[Short task]
The line containing "of the wispy" marks the start; return it and every line after it in the listing below, exactly, through the last.

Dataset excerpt

— START —

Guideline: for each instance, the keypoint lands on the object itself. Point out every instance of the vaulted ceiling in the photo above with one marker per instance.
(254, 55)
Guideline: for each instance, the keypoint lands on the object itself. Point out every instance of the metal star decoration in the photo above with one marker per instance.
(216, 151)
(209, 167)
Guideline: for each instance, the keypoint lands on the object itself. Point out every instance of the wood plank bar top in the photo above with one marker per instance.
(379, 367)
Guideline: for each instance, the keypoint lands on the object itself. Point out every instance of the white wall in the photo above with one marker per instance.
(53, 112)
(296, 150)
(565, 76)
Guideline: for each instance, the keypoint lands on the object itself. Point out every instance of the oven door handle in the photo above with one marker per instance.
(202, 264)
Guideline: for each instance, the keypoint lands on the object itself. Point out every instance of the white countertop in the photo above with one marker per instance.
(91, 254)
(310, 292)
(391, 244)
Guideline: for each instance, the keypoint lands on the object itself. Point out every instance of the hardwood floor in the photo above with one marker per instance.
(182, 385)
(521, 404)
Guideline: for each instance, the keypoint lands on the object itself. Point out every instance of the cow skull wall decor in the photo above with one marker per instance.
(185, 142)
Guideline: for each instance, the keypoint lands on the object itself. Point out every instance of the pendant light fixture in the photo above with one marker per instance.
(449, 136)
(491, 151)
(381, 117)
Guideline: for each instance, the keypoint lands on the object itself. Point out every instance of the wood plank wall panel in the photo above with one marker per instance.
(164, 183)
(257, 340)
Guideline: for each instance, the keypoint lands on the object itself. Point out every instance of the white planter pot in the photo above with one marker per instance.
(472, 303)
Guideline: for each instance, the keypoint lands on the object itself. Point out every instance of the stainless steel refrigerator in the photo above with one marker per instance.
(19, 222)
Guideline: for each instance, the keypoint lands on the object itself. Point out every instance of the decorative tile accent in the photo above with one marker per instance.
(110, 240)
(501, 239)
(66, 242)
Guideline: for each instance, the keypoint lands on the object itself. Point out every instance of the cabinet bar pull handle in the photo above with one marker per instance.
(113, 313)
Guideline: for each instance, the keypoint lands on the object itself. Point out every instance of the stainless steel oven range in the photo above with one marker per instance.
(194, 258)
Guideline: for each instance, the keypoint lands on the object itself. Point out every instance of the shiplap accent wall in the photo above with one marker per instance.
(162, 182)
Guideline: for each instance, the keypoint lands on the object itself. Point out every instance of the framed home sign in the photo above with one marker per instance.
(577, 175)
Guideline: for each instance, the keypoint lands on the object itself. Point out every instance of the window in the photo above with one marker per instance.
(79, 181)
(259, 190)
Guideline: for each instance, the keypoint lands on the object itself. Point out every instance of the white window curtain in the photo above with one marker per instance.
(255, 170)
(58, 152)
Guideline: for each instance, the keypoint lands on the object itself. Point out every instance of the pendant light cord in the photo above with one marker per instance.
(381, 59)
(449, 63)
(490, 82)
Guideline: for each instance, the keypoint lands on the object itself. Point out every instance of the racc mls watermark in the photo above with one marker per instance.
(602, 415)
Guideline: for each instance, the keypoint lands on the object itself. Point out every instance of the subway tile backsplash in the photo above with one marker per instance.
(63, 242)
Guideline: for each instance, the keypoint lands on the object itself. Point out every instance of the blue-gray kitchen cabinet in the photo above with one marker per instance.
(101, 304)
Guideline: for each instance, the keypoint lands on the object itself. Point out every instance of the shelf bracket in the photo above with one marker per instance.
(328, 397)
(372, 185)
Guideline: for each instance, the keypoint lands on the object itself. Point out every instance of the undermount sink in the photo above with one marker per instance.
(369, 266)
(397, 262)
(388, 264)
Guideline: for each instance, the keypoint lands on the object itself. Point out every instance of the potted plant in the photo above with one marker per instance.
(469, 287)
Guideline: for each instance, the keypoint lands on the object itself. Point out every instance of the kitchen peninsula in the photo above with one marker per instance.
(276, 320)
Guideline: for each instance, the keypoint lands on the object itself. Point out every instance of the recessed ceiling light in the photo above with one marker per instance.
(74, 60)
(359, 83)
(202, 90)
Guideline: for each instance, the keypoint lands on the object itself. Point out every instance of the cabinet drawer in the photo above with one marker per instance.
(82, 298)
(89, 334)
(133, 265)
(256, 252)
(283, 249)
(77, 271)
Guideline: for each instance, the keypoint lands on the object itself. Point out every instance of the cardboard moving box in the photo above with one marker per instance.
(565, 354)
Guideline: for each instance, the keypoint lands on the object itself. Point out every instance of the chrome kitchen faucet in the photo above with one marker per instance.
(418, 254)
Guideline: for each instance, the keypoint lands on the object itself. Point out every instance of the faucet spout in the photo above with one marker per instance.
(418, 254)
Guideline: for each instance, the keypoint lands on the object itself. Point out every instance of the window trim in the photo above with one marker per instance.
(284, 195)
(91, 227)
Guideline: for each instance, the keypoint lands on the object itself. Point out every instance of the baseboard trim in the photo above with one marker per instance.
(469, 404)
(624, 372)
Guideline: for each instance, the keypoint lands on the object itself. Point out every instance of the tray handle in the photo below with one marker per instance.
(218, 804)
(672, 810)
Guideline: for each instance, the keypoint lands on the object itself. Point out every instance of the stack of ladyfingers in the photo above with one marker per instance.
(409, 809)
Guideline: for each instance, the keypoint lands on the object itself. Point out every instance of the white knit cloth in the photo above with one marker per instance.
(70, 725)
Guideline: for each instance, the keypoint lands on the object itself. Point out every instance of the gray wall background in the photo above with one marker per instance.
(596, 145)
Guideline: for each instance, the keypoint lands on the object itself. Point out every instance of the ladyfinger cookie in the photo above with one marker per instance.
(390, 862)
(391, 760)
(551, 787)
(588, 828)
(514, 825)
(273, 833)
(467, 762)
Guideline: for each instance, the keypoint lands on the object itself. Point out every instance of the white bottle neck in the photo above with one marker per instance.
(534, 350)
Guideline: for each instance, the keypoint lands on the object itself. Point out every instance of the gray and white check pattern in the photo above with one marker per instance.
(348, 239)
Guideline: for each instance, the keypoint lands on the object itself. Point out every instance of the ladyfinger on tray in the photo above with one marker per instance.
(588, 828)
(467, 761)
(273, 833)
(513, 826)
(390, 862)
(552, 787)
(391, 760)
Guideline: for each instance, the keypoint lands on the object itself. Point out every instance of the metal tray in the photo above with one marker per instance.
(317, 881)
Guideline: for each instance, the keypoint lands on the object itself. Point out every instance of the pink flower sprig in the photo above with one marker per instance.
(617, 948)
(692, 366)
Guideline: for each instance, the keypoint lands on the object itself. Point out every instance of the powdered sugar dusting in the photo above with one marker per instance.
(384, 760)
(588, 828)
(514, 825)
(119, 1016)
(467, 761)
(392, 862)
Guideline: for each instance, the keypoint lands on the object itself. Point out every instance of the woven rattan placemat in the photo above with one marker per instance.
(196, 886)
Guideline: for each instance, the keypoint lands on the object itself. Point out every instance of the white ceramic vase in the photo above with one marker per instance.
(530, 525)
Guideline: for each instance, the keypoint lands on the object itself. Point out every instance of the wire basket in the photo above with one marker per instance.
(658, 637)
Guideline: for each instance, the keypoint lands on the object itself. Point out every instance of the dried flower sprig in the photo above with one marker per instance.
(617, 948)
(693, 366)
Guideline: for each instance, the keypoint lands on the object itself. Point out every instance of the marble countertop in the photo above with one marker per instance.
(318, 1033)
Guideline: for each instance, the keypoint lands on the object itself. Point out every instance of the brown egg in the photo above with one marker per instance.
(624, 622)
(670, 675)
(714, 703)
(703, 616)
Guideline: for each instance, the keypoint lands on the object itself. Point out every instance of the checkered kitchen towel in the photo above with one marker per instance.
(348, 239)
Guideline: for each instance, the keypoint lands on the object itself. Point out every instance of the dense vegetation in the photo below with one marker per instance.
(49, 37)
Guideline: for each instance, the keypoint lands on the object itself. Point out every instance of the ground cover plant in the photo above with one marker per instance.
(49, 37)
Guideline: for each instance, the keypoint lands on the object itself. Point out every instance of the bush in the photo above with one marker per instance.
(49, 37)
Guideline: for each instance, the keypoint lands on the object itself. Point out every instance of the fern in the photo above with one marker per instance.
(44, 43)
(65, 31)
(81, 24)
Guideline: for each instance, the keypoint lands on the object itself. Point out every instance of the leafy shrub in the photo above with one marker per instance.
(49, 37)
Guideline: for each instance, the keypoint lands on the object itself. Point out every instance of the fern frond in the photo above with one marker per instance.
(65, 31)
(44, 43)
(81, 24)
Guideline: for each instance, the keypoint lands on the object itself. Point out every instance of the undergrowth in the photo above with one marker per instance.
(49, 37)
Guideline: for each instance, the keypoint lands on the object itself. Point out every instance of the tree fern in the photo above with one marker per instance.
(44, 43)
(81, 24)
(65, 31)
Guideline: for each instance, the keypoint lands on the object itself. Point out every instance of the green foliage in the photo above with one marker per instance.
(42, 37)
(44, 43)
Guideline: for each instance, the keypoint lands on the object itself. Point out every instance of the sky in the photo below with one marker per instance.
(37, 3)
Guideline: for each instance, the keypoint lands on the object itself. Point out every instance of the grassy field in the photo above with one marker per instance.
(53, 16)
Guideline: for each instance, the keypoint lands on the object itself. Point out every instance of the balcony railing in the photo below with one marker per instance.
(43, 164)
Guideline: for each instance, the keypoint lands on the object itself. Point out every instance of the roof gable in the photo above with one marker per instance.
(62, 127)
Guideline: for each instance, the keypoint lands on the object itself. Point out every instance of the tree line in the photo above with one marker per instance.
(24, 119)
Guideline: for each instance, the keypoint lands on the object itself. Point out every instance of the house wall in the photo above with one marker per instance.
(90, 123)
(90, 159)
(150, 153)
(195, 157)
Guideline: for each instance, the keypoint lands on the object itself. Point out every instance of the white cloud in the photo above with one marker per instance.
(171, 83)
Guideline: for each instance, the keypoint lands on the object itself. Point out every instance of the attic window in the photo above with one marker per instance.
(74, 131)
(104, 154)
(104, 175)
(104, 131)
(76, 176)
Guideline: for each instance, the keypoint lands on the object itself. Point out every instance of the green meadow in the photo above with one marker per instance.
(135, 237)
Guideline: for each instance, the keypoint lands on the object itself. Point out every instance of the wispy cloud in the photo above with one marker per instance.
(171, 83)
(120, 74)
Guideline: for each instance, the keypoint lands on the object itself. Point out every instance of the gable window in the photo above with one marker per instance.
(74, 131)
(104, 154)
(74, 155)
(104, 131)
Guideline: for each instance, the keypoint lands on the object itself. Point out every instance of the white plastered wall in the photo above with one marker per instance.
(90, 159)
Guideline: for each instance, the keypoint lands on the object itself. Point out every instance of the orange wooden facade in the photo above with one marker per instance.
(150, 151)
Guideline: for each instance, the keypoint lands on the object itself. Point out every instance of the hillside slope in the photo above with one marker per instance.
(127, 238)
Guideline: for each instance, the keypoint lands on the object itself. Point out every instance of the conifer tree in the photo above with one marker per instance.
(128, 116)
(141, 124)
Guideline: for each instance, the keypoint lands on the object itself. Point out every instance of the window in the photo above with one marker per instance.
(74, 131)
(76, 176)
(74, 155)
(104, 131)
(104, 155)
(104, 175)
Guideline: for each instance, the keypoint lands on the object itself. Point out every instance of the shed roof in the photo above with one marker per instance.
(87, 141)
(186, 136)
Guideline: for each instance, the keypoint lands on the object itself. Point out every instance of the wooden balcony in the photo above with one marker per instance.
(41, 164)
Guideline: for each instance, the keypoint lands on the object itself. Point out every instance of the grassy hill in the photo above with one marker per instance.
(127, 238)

— END —

[Answer to the exercise]
Guideline: for each instance, the keypoint lands on the object itself. Point out every instance of the wispy cloud in the photo above with one marker per instance.
(171, 83)
(120, 74)
Guideline: for each instance, the keypoint lands on the object itself. Point out every instance of the gable window in the photo above with one marker per instance.
(74, 131)
(104, 154)
(74, 155)
(104, 131)
Guideline: for each instance, the keypoint lands on the object itself. Point out every instance of the white plastered wall in the photo above with one marker per instance.
(90, 159)
Guideline: for each instance, the keypoint lands on the object itself. Point out every instance of the orange wooden facade in the photo above with one marker per instance.
(150, 151)
Guideline: for each instance, the keypoint lands on the object itself. Point out every instance of the hillside slope in the photo above with one marker per instance.
(127, 238)
Guideline: for each instance, the keypoint lands on the object itself. Point out every instance of the conifer tree in the photo above with one marker per instance.
(128, 116)
(141, 124)
Guideline: for each instance, the keypoint lands on the object itself. Point out every instance of the window in the photo above with one marker per instance.
(74, 131)
(76, 176)
(74, 155)
(104, 131)
(104, 155)
(104, 175)
Guideline: for each instance, the keypoint lands on the object itself. Point out every instance of the shed roof in the photo above with one marker per instance.
(87, 141)
(186, 136)
Guideline: for each instance, the keypoint lands on the object itself. Point out every instance of the wooden balcony in the photo above with one marker per instance.
(41, 164)
Guideline: for each instance, the keypoint lands on the object itself. Point out every instance of the grassy hill in the photo above with one marker per instance.
(127, 238)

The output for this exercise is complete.